THE PROBLEM: Go through the entries below and collect each line with the string "Query" in it.

(Saved entries)
────────────────────────────────────────
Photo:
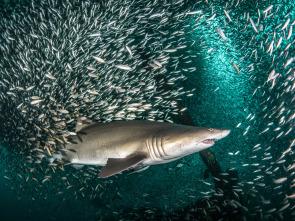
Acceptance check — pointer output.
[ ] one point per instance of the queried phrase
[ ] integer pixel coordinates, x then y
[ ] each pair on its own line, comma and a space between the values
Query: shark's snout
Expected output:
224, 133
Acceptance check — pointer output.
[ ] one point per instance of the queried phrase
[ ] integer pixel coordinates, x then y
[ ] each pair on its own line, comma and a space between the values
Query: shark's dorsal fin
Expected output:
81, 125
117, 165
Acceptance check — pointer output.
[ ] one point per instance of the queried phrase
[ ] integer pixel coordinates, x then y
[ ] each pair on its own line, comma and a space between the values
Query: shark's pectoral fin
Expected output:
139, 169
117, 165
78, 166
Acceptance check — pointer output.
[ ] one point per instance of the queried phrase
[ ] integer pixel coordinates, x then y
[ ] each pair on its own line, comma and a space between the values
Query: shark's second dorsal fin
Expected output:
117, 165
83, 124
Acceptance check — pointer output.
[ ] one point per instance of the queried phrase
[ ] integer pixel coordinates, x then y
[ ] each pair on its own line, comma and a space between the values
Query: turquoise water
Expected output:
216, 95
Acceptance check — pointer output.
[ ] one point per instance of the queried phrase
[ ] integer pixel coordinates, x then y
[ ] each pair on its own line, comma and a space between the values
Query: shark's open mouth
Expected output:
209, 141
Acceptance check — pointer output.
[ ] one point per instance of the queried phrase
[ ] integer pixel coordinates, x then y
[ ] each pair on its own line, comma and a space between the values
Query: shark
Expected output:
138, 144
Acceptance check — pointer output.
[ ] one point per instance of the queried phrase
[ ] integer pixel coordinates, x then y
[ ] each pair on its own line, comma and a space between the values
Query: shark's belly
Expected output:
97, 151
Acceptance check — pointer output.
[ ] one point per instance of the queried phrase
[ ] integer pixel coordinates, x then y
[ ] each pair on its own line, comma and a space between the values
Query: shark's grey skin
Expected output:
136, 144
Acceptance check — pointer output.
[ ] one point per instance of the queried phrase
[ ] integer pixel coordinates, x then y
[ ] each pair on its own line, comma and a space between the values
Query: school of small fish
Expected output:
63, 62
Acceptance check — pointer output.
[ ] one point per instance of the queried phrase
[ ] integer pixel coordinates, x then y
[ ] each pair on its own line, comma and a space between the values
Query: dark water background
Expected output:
────────────────────────────────────────
SOLUTION TO THIS PROBLEM:
Query: shark's snout
Query: shark's dorsal fin
Query: shark's pectoral fin
Query: shark's second dorsal fin
Query: turquoise water
Query: shark's open mouth
Query: shark
Query: shark's belly
Query: shark's grey skin
Query: school of small fish
Query: dark water background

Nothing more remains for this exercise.